**What is required**
For each line of the data below that contains "landing", return that line.

**Records provided**
= = = = =
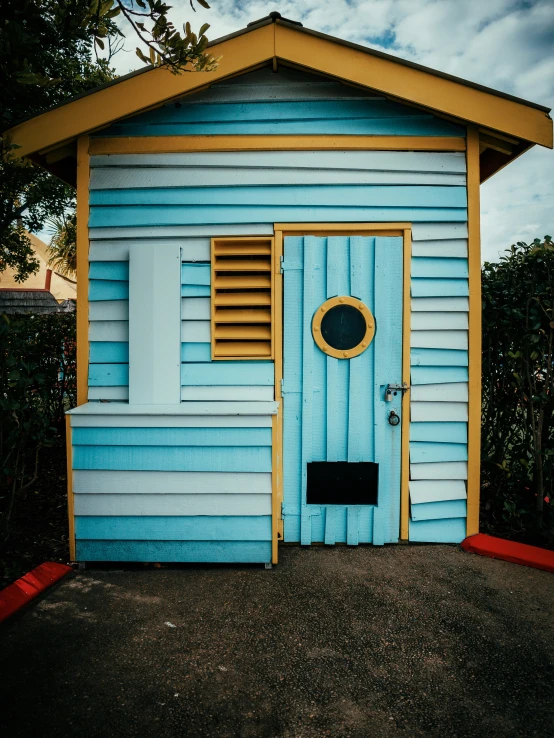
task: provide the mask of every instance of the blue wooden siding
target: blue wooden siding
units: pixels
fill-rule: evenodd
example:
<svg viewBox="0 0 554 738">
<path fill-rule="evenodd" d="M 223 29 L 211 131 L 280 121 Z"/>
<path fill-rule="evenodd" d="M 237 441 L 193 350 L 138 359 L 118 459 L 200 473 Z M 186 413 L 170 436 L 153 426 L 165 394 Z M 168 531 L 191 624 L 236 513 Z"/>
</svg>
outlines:
<svg viewBox="0 0 554 738">
<path fill-rule="evenodd" d="M 316 190 L 317 202 L 324 207 L 401 207 L 412 208 L 429 207 L 431 200 L 435 207 L 440 205 L 446 208 L 465 208 L 467 195 L 465 187 L 440 187 L 404 185 L 387 187 L 376 185 L 322 185 Z M 128 205 L 152 205 L 159 197 L 159 188 L 155 189 L 103 189 L 92 190 L 90 204 L 92 206 L 122 207 Z M 266 186 L 260 187 L 175 187 L 164 192 L 164 207 L 186 205 L 232 205 L 260 207 L 272 203 L 279 207 L 310 207 L 314 204 L 314 195 L 300 186 Z M 450 274 L 452 267 L 448 259 L 436 259 L 436 267 L 446 270 L 437 276 L 460 276 Z M 128 275 L 128 272 L 127 272 Z M 92 275 L 91 275 L 92 276 Z M 414 276 L 419 276 L 414 273 Z M 467 277 L 467 264 L 465 273 Z M 98 276 L 98 279 L 102 277 Z M 105 277 L 113 279 L 113 276 Z M 125 277 L 123 277 L 125 278 Z M 209 284 L 201 282 L 200 284 Z"/>
<path fill-rule="evenodd" d="M 81 541 L 79 561 L 165 561 L 264 564 L 271 561 L 271 541 Z"/>
<path fill-rule="evenodd" d="M 233 86 L 216 84 L 210 90 L 119 121 L 98 135 L 465 135 L 461 126 L 414 107 L 348 90 L 338 82 L 326 87 L 319 84 L 318 96 L 322 99 L 314 99 L 318 85 L 315 75 L 280 70 L 274 77 L 270 79 L 262 70 L 245 74 Z M 255 95 L 249 90 L 252 85 Z M 241 95 L 240 88 L 249 90 L 248 96 Z"/>
<path fill-rule="evenodd" d="M 271 446 L 271 428 L 75 428 L 74 446 Z"/>
<path fill-rule="evenodd" d="M 77 558 L 270 561 L 270 418 L 268 427 L 132 418 L 102 427 L 72 416 Z"/>
<path fill-rule="evenodd" d="M 260 446 L 75 446 L 73 468 L 270 472 L 271 449 Z"/>
<path fill-rule="evenodd" d="M 86 517 L 75 519 L 77 540 L 271 541 L 269 515 Z"/>
</svg>

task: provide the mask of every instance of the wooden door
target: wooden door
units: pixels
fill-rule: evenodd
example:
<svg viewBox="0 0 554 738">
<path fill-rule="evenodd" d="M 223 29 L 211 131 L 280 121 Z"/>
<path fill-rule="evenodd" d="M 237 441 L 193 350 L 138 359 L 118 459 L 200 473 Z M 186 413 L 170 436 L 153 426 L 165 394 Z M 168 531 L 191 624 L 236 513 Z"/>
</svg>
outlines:
<svg viewBox="0 0 554 738">
<path fill-rule="evenodd" d="M 402 238 L 287 236 L 283 274 L 284 540 L 396 542 L 402 398 L 385 392 L 402 377 Z M 314 341 L 314 314 L 337 296 L 361 300 L 374 318 L 374 338 L 354 358 Z M 377 464 L 374 504 L 341 504 L 340 489 L 332 504 L 311 504 L 311 462 Z"/>
</svg>

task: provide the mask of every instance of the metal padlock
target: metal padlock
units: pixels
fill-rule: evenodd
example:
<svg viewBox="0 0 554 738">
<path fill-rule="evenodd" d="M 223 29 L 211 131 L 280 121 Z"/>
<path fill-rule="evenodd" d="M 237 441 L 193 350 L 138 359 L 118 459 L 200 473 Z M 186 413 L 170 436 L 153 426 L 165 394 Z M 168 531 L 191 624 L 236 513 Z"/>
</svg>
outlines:
<svg viewBox="0 0 554 738">
<path fill-rule="evenodd" d="M 387 387 L 385 390 L 385 402 L 392 402 L 392 390 L 390 387 Z"/>
</svg>

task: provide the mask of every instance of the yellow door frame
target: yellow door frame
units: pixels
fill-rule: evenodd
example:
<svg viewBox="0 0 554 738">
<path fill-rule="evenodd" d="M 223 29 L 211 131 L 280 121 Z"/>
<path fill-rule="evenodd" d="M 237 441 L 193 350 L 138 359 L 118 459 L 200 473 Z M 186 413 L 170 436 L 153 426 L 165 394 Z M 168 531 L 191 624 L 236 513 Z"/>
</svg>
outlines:
<svg viewBox="0 0 554 738">
<path fill-rule="evenodd" d="M 403 239 L 402 278 L 402 382 L 410 384 L 410 262 L 412 245 L 411 223 L 275 223 L 273 271 L 275 280 L 275 400 L 277 415 L 273 421 L 272 468 L 272 561 L 278 561 L 278 543 L 283 540 L 283 275 L 281 256 L 285 236 L 400 236 Z M 408 540 L 409 479 L 410 479 L 410 398 L 402 398 L 402 443 L 400 459 L 400 540 Z"/>
</svg>

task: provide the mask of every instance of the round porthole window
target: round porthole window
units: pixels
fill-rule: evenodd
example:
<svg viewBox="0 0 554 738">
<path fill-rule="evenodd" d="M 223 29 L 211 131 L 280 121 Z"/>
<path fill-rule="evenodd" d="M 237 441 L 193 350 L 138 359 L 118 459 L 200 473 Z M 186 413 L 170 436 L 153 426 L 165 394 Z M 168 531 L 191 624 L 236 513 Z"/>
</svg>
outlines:
<svg viewBox="0 0 554 738">
<path fill-rule="evenodd" d="M 375 335 L 371 310 L 355 297 L 326 300 L 315 312 L 312 335 L 319 348 L 336 359 L 352 359 L 363 353 Z"/>
</svg>

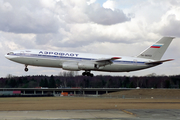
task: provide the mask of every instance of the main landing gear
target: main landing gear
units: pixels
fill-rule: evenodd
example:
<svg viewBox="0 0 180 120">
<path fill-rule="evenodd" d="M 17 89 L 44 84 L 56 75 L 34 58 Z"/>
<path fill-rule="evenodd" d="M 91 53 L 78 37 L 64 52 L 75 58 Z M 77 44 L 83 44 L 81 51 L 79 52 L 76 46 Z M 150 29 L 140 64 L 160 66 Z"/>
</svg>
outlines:
<svg viewBox="0 0 180 120">
<path fill-rule="evenodd" d="M 27 65 L 25 65 L 24 71 L 26 72 L 28 71 Z"/>
<path fill-rule="evenodd" d="M 90 76 L 93 77 L 94 75 L 92 73 L 90 73 L 90 71 L 85 71 L 82 73 L 83 76 Z"/>
</svg>

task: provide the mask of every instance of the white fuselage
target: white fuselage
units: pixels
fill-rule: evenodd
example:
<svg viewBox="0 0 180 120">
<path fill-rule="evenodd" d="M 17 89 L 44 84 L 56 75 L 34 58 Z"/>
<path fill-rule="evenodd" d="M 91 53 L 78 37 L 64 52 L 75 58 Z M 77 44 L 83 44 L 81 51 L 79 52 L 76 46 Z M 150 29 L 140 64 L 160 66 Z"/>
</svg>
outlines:
<svg viewBox="0 0 180 120">
<path fill-rule="evenodd" d="M 5 55 L 6 58 L 26 66 L 56 67 L 65 70 L 129 72 L 141 70 L 156 65 L 146 64 L 153 62 L 151 59 L 116 56 L 120 59 L 97 61 L 112 58 L 112 55 L 87 54 L 78 52 L 48 51 L 48 50 L 21 50 L 12 51 Z"/>
</svg>

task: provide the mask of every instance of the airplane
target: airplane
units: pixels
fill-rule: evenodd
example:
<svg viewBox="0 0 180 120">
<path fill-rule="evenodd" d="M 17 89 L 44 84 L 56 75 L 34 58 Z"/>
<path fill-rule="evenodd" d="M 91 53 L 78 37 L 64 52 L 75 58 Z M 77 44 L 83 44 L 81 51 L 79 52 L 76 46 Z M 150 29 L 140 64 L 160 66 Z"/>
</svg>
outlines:
<svg viewBox="0 0 180 120">
<path fill-rule="evenodd" d="M 24 64 L 26 72 L 27 67 L 31 65 L 70 71 L 83 70 L 85 71 L 82 73 L 83 76 L 93 77 L 91 71 L 130 72 L 172 61 L 173 59 L 161 60 L 161 58 L 173 39 L 174 37 L 162 37 L 134 57 L 34 49 L 11 51 L 5 57 Z"/>
</svg>

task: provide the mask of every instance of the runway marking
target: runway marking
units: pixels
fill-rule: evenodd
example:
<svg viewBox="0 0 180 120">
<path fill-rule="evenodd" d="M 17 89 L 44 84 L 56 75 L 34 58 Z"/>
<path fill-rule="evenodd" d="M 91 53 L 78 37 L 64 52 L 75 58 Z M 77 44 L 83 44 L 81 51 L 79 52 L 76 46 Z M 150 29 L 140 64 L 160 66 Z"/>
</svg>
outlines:
<svg viewBox="0 0 180 120">
<path fill-rule="evenodd" d="M 134 115 L 134 116 L 137 116 L 135 113 L 132 113 L 132 112 L 129 112 L 129 111 L 127 111 L 127 110 L 122 110 L 124 113 L 127 113 L 127 114 L 129 114 L 129 115 Z"/>
</svg>

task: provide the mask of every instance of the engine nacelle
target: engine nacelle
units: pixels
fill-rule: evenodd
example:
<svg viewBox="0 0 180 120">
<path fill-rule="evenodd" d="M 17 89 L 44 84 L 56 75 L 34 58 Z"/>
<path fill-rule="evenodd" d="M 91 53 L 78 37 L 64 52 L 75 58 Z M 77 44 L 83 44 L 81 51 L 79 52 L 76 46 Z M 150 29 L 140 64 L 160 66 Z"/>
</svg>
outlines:
<svg viewBox="0 0 180 120">
<path fill-rule="evenodd" d="M 72 63 L 63 63 L 62 64 L 62 69 L 64 69 L 64 70 L 71 70 L 71 71 L 79 71 L 80 70 L 78 68 L 77 64 L 72 64 Z"/>
<path fill-rule="evenodd" d="M 90 63 L 79 63 L 78 67 L 81 70 L 94 70 L 94 69 L 98 69 L 98 65 L 97 64 L 90 64 Z"/>
</svg>

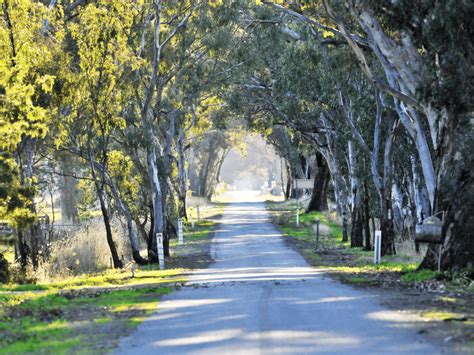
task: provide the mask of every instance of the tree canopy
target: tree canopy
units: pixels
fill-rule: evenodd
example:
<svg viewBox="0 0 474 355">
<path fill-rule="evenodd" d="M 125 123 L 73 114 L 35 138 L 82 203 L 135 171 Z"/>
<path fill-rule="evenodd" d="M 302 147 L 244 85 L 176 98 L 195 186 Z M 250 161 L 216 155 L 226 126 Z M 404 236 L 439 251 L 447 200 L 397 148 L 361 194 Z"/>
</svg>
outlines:
<svg viewBox="0 0 474 355">
<path fill-rule="evenodd" d="M 158 260 L 158 233 L 169 255 L 186 197 L 212 197 L 242 131 L 275 147 L 287 198 L 294 179 L 315 178 L 309 208 L 334 201 L 352 246 L 371 248 L 377 218 L 383 253 L 396 253 L 442 215 L 443 269 L 473 267 L 471 1 L 0 8 L 0 219 L 23 267 L 48 255 L 41 181 L 65 189 L 66 177 L 73 211 L 100 209 L 114 267 L 114 215 L 137 263 Z"/>
</svg>

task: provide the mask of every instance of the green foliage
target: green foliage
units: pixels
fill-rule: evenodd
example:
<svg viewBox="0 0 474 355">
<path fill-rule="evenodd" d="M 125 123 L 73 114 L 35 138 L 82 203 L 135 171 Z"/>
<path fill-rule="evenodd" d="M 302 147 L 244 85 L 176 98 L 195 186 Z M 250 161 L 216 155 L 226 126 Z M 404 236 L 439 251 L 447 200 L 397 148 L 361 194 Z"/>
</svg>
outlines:
<svg viewBox="0 0 474 355">
<path fill-rule="evenodd" d="M 10 280 L 10 271 L 8 262 L 3 256 L 3 253 L 0 253 L 0 284 L 7 283 Z"/>
<path fill-rule="evenodd" d="M 2 0 L 0 7 L 0 219 L 23 227 L 36 217 L 30 206 L 36 179 L 22 174 L 21 152 L 49 131 L 50 68 L 62 33 L 45 34 L 43 21 L 55 23 L 57 13 L 41 3 Z"/>
<path fill-rule="evenodd" d="M 416 270 L 407 272 L 402 276 L 402 280 L 406 282 L 432 280 L 438 273 L 433 270 Z"/>
</svg>

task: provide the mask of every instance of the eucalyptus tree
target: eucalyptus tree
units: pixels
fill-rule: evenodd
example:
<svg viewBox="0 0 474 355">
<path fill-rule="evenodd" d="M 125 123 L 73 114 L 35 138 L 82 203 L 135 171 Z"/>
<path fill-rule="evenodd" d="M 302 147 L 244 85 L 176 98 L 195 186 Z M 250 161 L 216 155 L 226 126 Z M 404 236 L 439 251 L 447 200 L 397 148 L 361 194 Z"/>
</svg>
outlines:
<svg viewBox="0 0 474 355">
<path fill-rule="evenodd" d="M 392 97 L 418 155 L 430 214 L 444 214 L 443 268 L 467 266 L 474 254 L 472 100 L 466 94 L 472 91 L 472 4 L 323 1 L 280 10 L 344 40 L 365 76 Z M 433 266 L 431 254 L 424 266 Z"/>
</svg>

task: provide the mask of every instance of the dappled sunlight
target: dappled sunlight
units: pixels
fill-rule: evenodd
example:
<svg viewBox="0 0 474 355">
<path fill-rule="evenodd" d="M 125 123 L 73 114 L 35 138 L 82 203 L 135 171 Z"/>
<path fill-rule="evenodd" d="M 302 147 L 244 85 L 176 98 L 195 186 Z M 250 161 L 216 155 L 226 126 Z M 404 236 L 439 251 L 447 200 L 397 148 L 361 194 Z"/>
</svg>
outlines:
<svg viewBox="0 0 474 355">
<path fill-rule="evenodd" d="M 360 300 L 362 297 L 325 297 L 315 300 L 309 301 L 297 301 L 295 304 L 318 304 L 318 303 L 334 303 L 334 302 L 348 302 L 348 301 L 355 301 Z"/>
<path fill-rule="evenodd" d="M 277 255 L 274 252 L 272 255 Z M 255 257 L 260 257 L 255 255 Z M 249 258 L 248 256 L 246 258 Z M 251 257 L 250 257 L 251 258 Z M 190 283 L 225 283 L 245 281 L 298 281 L 311 280 L 320 277 L 321 272 L 309 267 L 256 267 L 208 269 L 196 272 L 190 278 Z"/>
<path fill-rule="evenodd" d="M 371 312 L 365 316 L 367 319 L 378 320 L 378 321 L 386 321 L 392 323 L 412 323 L 412 322 L 424 322 L 423 318 L 415 317 L 415 316 L 408 316 L 407 314 L 403 314 L 401 312 L 396 311 L 377 311 Z"/>
<path fill-rule="evenodd" d="M 221 304 L 231 302 L 229 299 L 199 299 L 199 300 L 175 300 L 172 305 L 169 305 L 168 302 L 163 302 L 160 305 L 160 309 L 167 310 L 168 308 L 190 308 L 190 307 L 202 307 L 215 304 Z"/>
<path fill-rule="evenodd" d="M 247 335 L 245 338 L 250 340 L 276 340 L 280 342 L 282 346 L 285 343 L 297 342 L 300 346 L 302 345 L 350 345 L 357 346 L 360 344 L 361 339 L 357 337 L 351 337 L 345 334 L 341 336 L 337 332 L 309 332 L 299 330 L 272 330 L 268 332 L 252 333 Z M 281 341 L 280 339 L 285 339 Z M 278 346 L 275 349 L 278 351 Z"/>
<path fill-rule="evenodd" d="M 144 352 L 386 352 L 397 351 L 394 344 L 427 352 L 407 336 L 406 319 L 385 311 L 377 296 L 329 279 L 287 248 L 274 226 L 260 221 L 267 219 L 262 204 L 232 204 L 225 216 L 212 244 L 215 263 L 196 270 L 138 330 L 152 334 Z"/>
<path fill-rule="evenodd" d="M 154 344 L 158 346 L 197 345 L 233 339 L 240 335 L 242 335 L 242 330 L 240 329 L 222 329 L 219 330 L 219 332 L 197 333 L 192 337 L 161 340 L 155 342 Z"/>
</svg>

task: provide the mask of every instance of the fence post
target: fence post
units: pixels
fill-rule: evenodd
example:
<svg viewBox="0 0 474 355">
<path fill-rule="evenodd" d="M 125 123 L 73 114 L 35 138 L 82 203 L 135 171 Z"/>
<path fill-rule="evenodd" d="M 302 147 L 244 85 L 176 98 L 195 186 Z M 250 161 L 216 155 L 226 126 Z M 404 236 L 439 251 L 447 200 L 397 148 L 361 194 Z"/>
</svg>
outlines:
<svg viewBox="0 0 474 355">
<path fill-rule="evenodd" d="M 189 220 L 191 221 L 191 228 L 194 228 L 194 218 L 193 215 L 189 216 Z"/>
<path fill-rule="evenodd" d="M 197 206 L 197 215 L 198 215 L 198 223 L 201 223 L 201 210 L 199 206 Z"/>
<path fill-rule="evenodd" d="M 300 226 L 300 209 L 299 208 L 296 210 L 296 226 L 297 227 Z"/>
</svg>

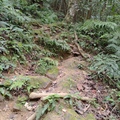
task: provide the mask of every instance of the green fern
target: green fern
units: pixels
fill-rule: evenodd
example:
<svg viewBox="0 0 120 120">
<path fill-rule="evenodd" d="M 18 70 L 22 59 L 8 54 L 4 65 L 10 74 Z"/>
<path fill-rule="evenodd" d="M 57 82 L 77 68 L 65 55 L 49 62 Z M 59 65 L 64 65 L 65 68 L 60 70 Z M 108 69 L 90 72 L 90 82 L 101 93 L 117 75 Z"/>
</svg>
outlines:
<svg viewBox="0 0 120 120">
<path fill-rule="evenodd" d="M 57 65 L 58 65 L 57 61 L 48 57 L 44 57 L 38 61 L 35 71 L 40 74 L 45 74 L 49 69 Z"/>
<path fill-rule="evenodd" d="M 94 28 L 109 28 L 114 30 L 117 27 L 117 24 L 114 22 L 103 22 L 99 20 L 87 20 L 81 29 L 89 30 Z"/>
<path fill-rule="evenodd" d="M 55 53 L 70 51 L 70 46 L 67 44 L 66 41 L 63 40 L 51 40 L 45 38 L 41 40 L 41 44 L 44 44 L 47 49 Z"/>
<path fill-rule="evenodd" d="M 97 55 L 95 56 L 90 69 L 98 75 L 108 75 L 113 86 L 120 89 L 120 57 L 116 55 Z M 108 79 L 104 78 L 104 79 Z M 108 79 L 109 80 L 109 79 Z M 116 82 L 117 81 L 117 82 Z"/>
<path fill-rule="evenodd" d="M 107 21 L 115 22 L 116 24 L 120 25 L 120 15 L 108 16 Z"/>
<path fill-rule="evenodd" d="M 24 86 L 27 86 L 27 82 L 29 81 L 29 78 L 25 77 L 23 79 L 18 79 L 12 82 L 9 89 L 10 90 L 19 90 L 22 89 Z"/>
</svg>

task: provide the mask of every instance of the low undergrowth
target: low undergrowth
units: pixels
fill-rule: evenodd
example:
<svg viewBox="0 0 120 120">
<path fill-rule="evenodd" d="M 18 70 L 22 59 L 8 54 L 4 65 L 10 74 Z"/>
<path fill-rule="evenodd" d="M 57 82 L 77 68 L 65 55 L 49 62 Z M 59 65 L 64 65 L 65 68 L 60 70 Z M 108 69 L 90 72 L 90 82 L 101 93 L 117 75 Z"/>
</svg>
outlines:
<svg viewBox="0 0 120 120">
<path fill-rule="evenodd" d="M 47 1 L 2 0 L 0 1 L 0 77 L 2 72 L 13 72 L 18 64 L 27 64 L 28 59 L 56 56 L 68 52 L 70 47 L 63 40 L 50 39 L 44 30 L 38 35 L 34 27 L 58 21 Z M 56 30 L 58 26 L 51 27 Z"/>
<path fill-rule="evenodd" d="M 89 69 L 93 80 L 100 80 L 114 88 L 114 95 L 106 98 L 112 113 L 119 114 L 120 104 L 120 20 L 119 15 L 110 16 L 106 22 L 88 20 L 74 28 L 77 31 L 79 45 L 94 58 Z"/>
<path fill-rule="evenodd" d="M 102 74 L 107 83 L 120 89 L 120 23 L 115 18 L 111 17 L 107 22 L 88 20 L 75 30 L 80 46 L 98 54 L 92 60 L 90 69 L 95 74 Z"/>
<path fill-rule="evenodd" d="M 57 66 L 58 62 L 48 57 L 41 58 L 36 66 L 36 73 L 45 75 L 45 73 L 52 69 L 54 66 Z"/>
<path fill-rule="evenodd" d="M 12 95 L 19 96 L 22 93 L 28 94 L 31 90 L 39 88 L 39 85 L 32 85 L 29 77 L 23 77 L 19 79 L 6 79 L 2 84 L 0 84 L 0 94 L 4 98 L 11 99 Z"/>
</svg>

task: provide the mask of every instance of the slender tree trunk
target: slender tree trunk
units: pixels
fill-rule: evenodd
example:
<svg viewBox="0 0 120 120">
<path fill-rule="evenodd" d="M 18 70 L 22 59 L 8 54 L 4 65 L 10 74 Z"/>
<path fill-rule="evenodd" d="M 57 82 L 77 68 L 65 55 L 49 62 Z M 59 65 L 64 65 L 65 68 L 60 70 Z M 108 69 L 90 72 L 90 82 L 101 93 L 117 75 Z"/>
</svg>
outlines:
<svg viewBox="0 0 120 120">
<path fill-rule="evenodd" d="M 92 0 L 89 0 L 89 2 L 90 2 L 90 6 L 89 6 L 89 10 L 87 12 L 87 19 L 90 19 L 91 14 L 92 14 L 92 4 L 91 4 Z"/>
<path fill-rule="evenodd" d="M 69 0 L 68 10 L 65 20 L 67 22 L 74 22 L 77 10 L 78 10 L 78 0 Z"/>
</svg>

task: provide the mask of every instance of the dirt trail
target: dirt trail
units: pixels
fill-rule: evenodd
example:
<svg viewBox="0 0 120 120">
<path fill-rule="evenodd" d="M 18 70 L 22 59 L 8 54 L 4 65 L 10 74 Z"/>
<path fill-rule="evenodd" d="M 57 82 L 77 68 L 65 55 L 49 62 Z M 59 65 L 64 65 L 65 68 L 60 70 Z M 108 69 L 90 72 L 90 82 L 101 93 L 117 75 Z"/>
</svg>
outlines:
<svg viewBox="0 0 120 120">
<path fill-rule="evenodd" d="M 76 83 L 83 82 L 87 75 L 86 71 L 78 69 L 78 64 L 80 63 L 85 63 L 84 61 L 81 61 L 80 57 L 72 57 L 64 60 L 59 66 L 60 74 L 57 79 L 53 81 L 54 86 L 49 87 L 47 91 L 73 92 L 73 90 L 70 89 L 74 89 L 75 92 L 77 88 L 72 88 L 72 83 L 74 86 L 77 85 Z M 71 84 L 69 83 L 70 81 Z"/>
<path fill-rule="evenodd" d="M 53 93 L 67 92 L 73 94 L 79 92 L 81 96 L 88 95 L 91 98 L 96 97 L 95 94 L 90 94 L 90 92 L 94 91 L 90 91 L 91 87 L 89 87 L 89 85 L 93 85 L 94 83 L 89 83 L 86 80 L 87 72 L 86 70 L 80 70 L 78 68 L 78 64 L 83 64 L 84 66 L 87 65 L 85 61 L 82 61 L 81 57 L 71 57 L 61 62 L 58 66 L 59 75 L 56 80 L 53 80 L 52 84 L 47 89 L 40 89 L 38 91 Z M 34 106 L 37 106 L 38 102 L 40 101 L 34 101 L 32 103 L 28 101 L 29 104 Z M 25 108 L 22 111 L 13 112 L 14 103 L 15 100 L 0 102 L 0 120 L 26 120 L 34 113 L 33 111 L 28 111 Z"/>
</svg>

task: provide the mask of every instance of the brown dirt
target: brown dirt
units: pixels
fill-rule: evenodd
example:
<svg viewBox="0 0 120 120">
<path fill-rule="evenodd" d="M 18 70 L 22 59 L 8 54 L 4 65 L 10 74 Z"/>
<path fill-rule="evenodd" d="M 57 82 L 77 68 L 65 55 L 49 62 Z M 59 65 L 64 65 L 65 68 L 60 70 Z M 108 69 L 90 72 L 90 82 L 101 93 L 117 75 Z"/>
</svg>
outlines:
= = = = =
**Solution to the problem**
task: provide the mask of every instance of the main landing gear
target: main landing gear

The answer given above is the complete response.